→ ARTICLE
--- START ---

There was intent to do an act of liberality or animus donandi was present since each of
the petitioners gave their contributions without any consideration.
Taken together with the Civil Code definition of donation, Section 91 of the NIRC is clear
and unambiguous, thereby leaving no room for construction.
Petitioners contribution of money without any material consideration evinces animus
donandi. The fact that their purpose for donating was to aid in the election of the donee
does not negate the presence of donative intent.
This Court holds that the BIR is not precluded from making a new interpretation of the
law, especially when the old interpretation was flawed. It is a well-entrenched rule that
"erroneous application and enforcement of the law by public officers do not block
subsequent correct application of the statute" (PLDT v. Collector of Internal Revenue, 90
Phil. 676), "and that the Government is never estopped by mistake or error on the part of
its agents"
5
REV. FR. CASIMIRO LLADOC VS. CIR
G.R. NO. L-19201 / JUNE 16, 1965
(DONOR’S TAX NOT A PROPERTY TAX)
FACTS:
M.B. Estate, Inc. donated P10,000.00 in cash to the parish priest of Victorias, Negros
Occidental, for the construction of a new Catholic Church in the locality. The total
amount was actually spent for the purpose intended.
A year later, M.B. Estate, Inc., filed the donor's gift tax return. CIR issued an assessment
for donee's gift tax against the parish, of which petitioner was the priest.
Petitioner filed a protest which was denied by the CIR. He then filed an appeal with the
CTA citing that he was not the parish priest at the time of donation, that there is no legal
entity or juridical person known as the "Catholic Parish Priest of Victorias," and,
therefore, he should not be liable for the donee's gift tax and that assessment of the gift
tax is unconstitutional.
The CTA denied the appeal thus this case.
ISSUE:
Whether petitioner and the parish are liable for the donee's gift tax.

--- END ---

→ RECORDS PROVIDED
--- START ---

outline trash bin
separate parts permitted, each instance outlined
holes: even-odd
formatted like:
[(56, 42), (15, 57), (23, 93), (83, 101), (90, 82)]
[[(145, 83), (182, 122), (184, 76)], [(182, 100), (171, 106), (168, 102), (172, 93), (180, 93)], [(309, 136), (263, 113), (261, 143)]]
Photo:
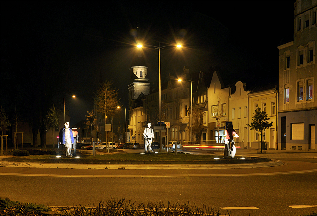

--- END ---

→ STATED TASK 1
Please answer these from the tax case digest:
(a) How much cash did M.B. Estate, Inc. donate, and for what purpose?
(b) Which case is cited for the rule that erroneous application of the law by public officers does not block its later correct application?
(c) What tax did the CIR assess against the parish?
→ STATED TASK 2
Write the next part of the tax case digest, starting right after its final line.

→ FINAL ANSWER 1
(a) P10,000.00, for the construction of a new Catholic Church in Victorias, Negros Occidental.
(b) PLDT v. Collector of Internal Revenue, 90 Phil. 676.
(c) Donee's gift tax.

→ FINAL ANSWER 2
RULING:
Yes for the parish. The Constitution only made mention of property tax and not of excise
tax as stated in Section 22, par 3. The assessment of the CIR did not rest upon general
ownership; it was an excise upon the use made of the properties, upon the exercise of
the privilege of receiving the properties. A gift tax is not a property tax, but an excise tax
imposed on the transfer of property by way of gift inter vivos, the imposition of which
on property used exclusively for religious purposes, does not constitute an impairment
of the Constitution.
No for the petitioner. The Court ordered petitioner to be substituted by the Head of
Diocese to pay the said gift tax after the CIR and Solicitor General did not object to such
substitution.
6
LORENZO VS. POSADAS
G.R NO. 43082 / 18 JUNE 1937
(ACCRUAL OF ESTATE TAX)
FACTS:
Thomas Hanley died, leaving a will and considerable amount of real and personal
properties. The will bequeathed Matthew Hanley, Thomas' nephew, the money and the
real estate. Also stipulated was that the property will only be given ten years after
Thomas' death.
The CFI appointed PJM Moore as considered trustee to administer the real properties.
Moore acted as trustee until he resigned and Pablo Lorenzo was appointed in his stead.
Juan Posadas, the CIR, assessed inheritance tax against the estate amounting to
P2,057.74. Lorenzo paid the tax after he was ordered by the CFI due to the CIR's motion.
Lorenzo claimed that the inheritance tax should have been assessed after 10 years and
asked for a refund. The CIR denied the protest and reassessed Lorenzo of P1,191.27
which represents interest due on the tax and which was not included in the original
assessment.
ISSUES :
Whether or not the inheritance tax be computed from its value ten years later.
RULING:
NO. The Court held that a transmission by inheritance is taxable at the time of the
predecessor's death, notwithstanding the postponement of the actual possession or
enjoyment of the estate by the beneficiary, and the tax measured by the value of the
property transmitted at that time regardless of its appreciation or depreciation.
7
MARCOS II VS. CA
G.R. NO. 120880 / 05 JUNE 1997
(ACCRUAL OF ESTATE TAX)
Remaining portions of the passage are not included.